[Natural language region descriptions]
_ _ _

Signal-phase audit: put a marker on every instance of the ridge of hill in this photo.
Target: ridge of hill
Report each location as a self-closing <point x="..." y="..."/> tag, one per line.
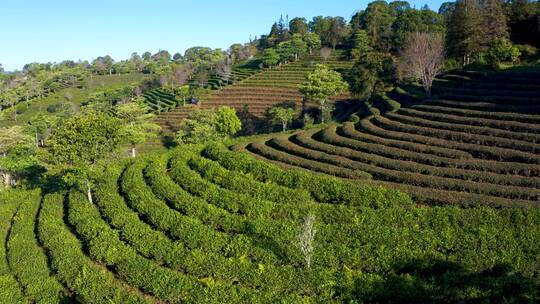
<point x="75" y="96"/>
<point x="261" y="91"/>
<point x="207" y="225"/>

_ _ _

Exercise directions:
Pictures stay out; the records above are otherwise reproduced exactly.

Answer to this problem:
Signal-phase audit: put a marker on every instance of the ridge of hill in this photo.
Target: ridge of hill
Report each location as a self-closing <point x="..." y="..."/> tag, one per line.
<point x="75" y="96"/>
<point x="261" y="91"/>
<point x="207" y="225"/>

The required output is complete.